Reading text →
___
Life Care Centers of America
Maria Pattugalan, director of rehab services

Billie Chew is one of many inspiring stories of someone who survived the complications of COVID-19.

Billie is a perfectly healthy 72-year-old woman who lived an active and independent lifestyle. Little did she know that her life would change after she was infected with COVID-19 and was rushed to the hospital due to worsening respiratory function. She was placed in the ICU and intubated for three weeks. Her prognosis was poor. She stayed six more weeks in the hospital to stabilize her cardiopulmonary condition prior to transferring to Life Care Center of Jacksonville, Florida.

Upon admission, Billie was still dependent on oxygen and had a feeding tube. She had weakness in her right shoulder and had no active extension of her left hand and wrist. She was totally dependent with her activities of daily living, such as dressing and bathing. She was unable to walk or transfer from one surface to another. She demonstrated poor balance in sitting or standing. She was able to feed herself with some help, but swallowing was difficult, and she was placed on a nectar-thick diet.

All rehab disciplines (physical, occupational and speech) and nursing worked together to help Billie get back on her feet.

Billie was determined.

Initially, her oxygen saturation levels would drop with the simplest of activity. She was easily fatigued and short of breath, but her motivation to get better superseded any physical setbacks. She worked hard with the rehab team so she could learn to start getting out of bed on her own and sitting at the edge of the bed. Physical therapy worked on her standing balance in order for her to start taking steps. Occupational therapy used modalities to get her right shoulder and left hand to work again. They also worked on training her with ADLs. Speech therapy gave her exercises and taught her compensatory strategies to improve her swallow.

After six long weeks of training, Billie made significant progress toward her goal of going home with as little assistance needed as possible.

She can now get in and out of bed independently. She can transfer from her bed to the wheelchair with someone steadying her. Her mobility improved to walking more than 100 feet with using a rolling walker and someone to steady her. Her ADLs have improved to supervision for dressing and personal hygiene, and she has demonstrated improved balance. As for her swallowing, she was upgraded to mechanical-soft food textures and thin liquids as her swallowing abilities have greatly improved. Her oxygen and feeding tube were eventually discharged, as well, as she continued to get better.

Billie was elated about her progress and was eager to go home with her sister’s help. In her own words, she said, “I’ve come a long way. I thought I was going to die. You all have helped me so much to get me where I am.”
___
Problem statement → Transcribe the part of the COVID-19 recovery story starting with "Billie was determined." and going on through "improve her swallow.".

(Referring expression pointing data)
___
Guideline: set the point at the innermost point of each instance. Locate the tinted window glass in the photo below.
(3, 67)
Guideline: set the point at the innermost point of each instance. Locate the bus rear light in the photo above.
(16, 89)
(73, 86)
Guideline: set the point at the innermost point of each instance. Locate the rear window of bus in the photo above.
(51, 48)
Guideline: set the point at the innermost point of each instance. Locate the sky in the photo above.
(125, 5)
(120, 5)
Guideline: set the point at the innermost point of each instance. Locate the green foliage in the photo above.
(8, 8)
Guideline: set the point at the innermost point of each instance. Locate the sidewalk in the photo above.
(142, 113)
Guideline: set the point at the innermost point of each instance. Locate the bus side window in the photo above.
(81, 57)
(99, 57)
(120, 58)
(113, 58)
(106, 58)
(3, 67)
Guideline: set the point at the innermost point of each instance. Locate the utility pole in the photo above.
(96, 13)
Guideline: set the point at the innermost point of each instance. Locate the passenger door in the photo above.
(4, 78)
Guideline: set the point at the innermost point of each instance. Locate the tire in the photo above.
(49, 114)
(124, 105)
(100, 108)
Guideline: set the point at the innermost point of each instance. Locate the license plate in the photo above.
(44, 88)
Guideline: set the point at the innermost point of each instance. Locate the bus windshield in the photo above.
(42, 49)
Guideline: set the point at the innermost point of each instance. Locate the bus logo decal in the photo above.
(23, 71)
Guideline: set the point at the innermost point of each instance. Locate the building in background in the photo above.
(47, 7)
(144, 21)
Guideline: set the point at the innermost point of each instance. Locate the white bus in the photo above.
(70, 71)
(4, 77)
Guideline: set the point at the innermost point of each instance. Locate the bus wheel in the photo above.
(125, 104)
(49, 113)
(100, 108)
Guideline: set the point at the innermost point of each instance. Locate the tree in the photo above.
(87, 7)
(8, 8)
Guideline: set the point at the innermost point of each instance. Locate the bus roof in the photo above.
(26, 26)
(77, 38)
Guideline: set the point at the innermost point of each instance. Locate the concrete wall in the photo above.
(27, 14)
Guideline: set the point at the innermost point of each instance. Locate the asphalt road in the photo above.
___
Task result →
Billie was determined.

Initially, her oxygen saturation levels would drop with the simplest of activity. She was easily fatigued and short of breath, but her motivation to get better superseded any physical setbacks. She worked hard with the rehab team so she could learn to start getting out of bed on her own and sitting at the edge of the bed. Physical therapy worked on her standing balance in order for her to start taking steps. Occupational therapy used modalities to get her right shoulder and left hand to work again. They also worked on training her with ADLs. Speech therapy gave her exercises and taught her compensatory strategies to improve her swallow.